Task brief:
Write out every row below word for word.

>> BEGIN Records for processing

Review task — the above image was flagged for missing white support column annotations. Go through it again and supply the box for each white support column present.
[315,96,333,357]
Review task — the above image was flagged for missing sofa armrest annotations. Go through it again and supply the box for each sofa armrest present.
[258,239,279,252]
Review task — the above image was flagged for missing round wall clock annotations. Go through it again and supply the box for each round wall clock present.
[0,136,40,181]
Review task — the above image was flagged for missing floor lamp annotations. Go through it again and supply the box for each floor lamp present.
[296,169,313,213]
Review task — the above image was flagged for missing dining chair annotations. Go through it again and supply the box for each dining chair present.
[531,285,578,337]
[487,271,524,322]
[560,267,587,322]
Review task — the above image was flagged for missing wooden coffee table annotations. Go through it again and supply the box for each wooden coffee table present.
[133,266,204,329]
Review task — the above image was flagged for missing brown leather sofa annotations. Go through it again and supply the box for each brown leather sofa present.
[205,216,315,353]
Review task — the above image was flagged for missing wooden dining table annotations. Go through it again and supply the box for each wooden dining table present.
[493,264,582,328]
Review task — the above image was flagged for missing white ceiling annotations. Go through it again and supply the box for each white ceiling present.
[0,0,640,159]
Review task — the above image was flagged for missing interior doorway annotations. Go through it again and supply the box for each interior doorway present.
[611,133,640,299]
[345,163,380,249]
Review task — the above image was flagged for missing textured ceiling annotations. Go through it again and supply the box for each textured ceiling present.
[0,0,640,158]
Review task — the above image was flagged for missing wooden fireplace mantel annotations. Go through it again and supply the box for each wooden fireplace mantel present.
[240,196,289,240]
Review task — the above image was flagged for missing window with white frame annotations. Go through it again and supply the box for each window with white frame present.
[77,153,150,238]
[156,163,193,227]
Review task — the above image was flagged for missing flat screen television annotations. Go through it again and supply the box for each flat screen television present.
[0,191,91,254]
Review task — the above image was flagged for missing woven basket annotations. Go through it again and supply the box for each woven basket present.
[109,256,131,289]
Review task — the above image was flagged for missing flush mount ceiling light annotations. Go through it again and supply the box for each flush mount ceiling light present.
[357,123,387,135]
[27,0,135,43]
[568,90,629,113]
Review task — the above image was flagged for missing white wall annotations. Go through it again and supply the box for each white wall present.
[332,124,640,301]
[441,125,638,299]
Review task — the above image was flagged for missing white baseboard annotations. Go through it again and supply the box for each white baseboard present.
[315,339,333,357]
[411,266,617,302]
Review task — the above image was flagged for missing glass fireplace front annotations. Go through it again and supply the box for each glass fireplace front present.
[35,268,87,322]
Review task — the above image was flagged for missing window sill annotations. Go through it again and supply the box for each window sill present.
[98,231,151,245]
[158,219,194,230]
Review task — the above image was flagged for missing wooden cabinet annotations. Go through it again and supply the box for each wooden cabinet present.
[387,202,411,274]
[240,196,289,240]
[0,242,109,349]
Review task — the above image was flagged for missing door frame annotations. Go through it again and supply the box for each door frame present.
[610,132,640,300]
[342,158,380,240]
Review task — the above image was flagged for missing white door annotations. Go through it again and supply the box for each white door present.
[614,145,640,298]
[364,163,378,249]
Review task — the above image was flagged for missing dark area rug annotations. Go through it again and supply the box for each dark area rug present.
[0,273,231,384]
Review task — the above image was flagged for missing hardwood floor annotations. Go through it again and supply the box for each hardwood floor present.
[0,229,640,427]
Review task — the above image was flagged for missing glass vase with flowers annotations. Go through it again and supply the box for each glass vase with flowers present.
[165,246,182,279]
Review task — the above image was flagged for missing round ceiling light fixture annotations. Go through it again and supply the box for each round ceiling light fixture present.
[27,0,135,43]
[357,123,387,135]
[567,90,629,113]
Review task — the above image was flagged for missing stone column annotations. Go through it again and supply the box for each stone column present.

>> END Records for processing

Worked answer:
Review task — the above image was flagged for missing white support column annotations. Go through it again and supply the box for each white support column present.
[315,96,333,357]
Review task — the above image was flagged for missing sofa armrest annotations. Go through it again and supply the box for each sofa armrest present.
[258,239,279,252]
Review task — the above image was flagged for missing round wall clock annotations. Go through it again and supply the box for each round wall clock present.
[0,136,40,181]
Review task — the above image was flagged for missing floor lamp annotations. Go through it again and supply the box for each floor lamp present.
[296,169,313,213]
Review task — the above image was flagged for missing dining chair annotations. Go through it again and supply the box for each dining chair present.
[531,285,578,337]
[487,271,524,322]
[560,267,587,322]
Review task — the above image was flagged for missing wooden coffee table annotations. Go through it again and supply the box for each wooden coffee table present.
[133,266,204,329]
Review task — the above image was flagged for missing brown leather sofa annotations. Go through it again and supply the box for each brown leather sofa present.
[205,216,315,353]
Review task — the above image was flagged for missing wooden dining table annotations. Go through it again and supply the box for each wooden dining table present.
[493,264,582,328]
Review task — the above image was flagged for missing white ceiling annotations. Go through it again and supply the box for each white ceiling present.
[0,0,640,159]
Review task — the above image was flagged for missing interior doorway annotations. Go through it again and supply the box for each interior doorway present.
[611,133,640,299]
[345,163,380,249]
Review task — the above image was flagged for missing textured ceiling annotations. Go through it again and supply the box for each textured ceiling present.
[0,0,640,158]
Review task — the above image was flagged for missing wooden fireplace mantel annotations. Go through it again and supply the box for each wooden fireplace mantel present.
[240,196,289,240]
Review task — the above image was flagged for missing window with white frame annotations. Go through it again and supply the box for each window with white frame present.
[77,153,150,238]
[156,163,193,227]
Review task — the above image was flagged for missing flat screen television annotations. Go through it again and supply the box for each flat screen television present.
[0,191,91,254]
Review task — the above image was flagged for missing woven basket annotations. Go through it again and supply the box for each woven basket present.
[109,256,131,289]
Review task — the above image was flagged for missing flush mount ceiling light annotations. Go through it again and supply the box for each flush mount ceiling light present.
[357,123,387,135]
[27,0,135,43]
[568,90,629,113]
Review task — the above image was flagged for missing white wall annotations. Go through it again and supply the box for each white wall present.
[332,124,640,301]
[441,125,638,299]
Review task — the above image was flagged for missing white baseboard annotations. Go through it again and supply the box for each white baseboard present.
[315,339,333,357]
[411,266,617,302]
Review task — the above image was flagged for missing glass fireplace front annotations. Go through it again and supply the box for each glass fireplace front present.
[35,268,87,322]
Review task — the above image was flagged for missing window sill annotations. Go through it again and supply the box for each window sill present.
[98,231,151,245]
[158,219,194,230]
Review task — the above image was flagged for missing wooden cabinet annotations. Go through it again and supply the box for each wooden cabinet present.
[387,202,411,274]
[240,196,289,240]
[0,242,109,349]
Review task — the above image was flagged for missing door frame annotations. Go through it again and supply the box for each door frame present.
[610,132,640,300]
[342,158,380,240]
Review task — the above image was flagged for missing white door annotations. Go through it again and supply the box for each white door present.
[614,145,640,298]
[364,163,378,249]
Review task — the above image was flagged for missing dark area rug annotations. Go through it again and supply the box for each dark area rug present.
[0,273,231,384]
Review task — the above image was flagged for missing hardwood floor annotations. Go through it again and supply the box for each hardwood floor present.
[0,229,640,427]
Review task — the above image was flagged for missing glass vase with flowers annotations. Go through it again and supply the box for each glass vase with flowers present.
[165,246,182,279]
Review task — the above image was flagged for missing round ceiling light fixture annotations. Go through it again and supply the box for each round ceiling light fixture present.
[27,0,135,43]
[357,123,387,135]
[567,90,629,113]
Review task — the above image was flagged for missing stone column annotations. Go through it again and supply the box for each stone column present.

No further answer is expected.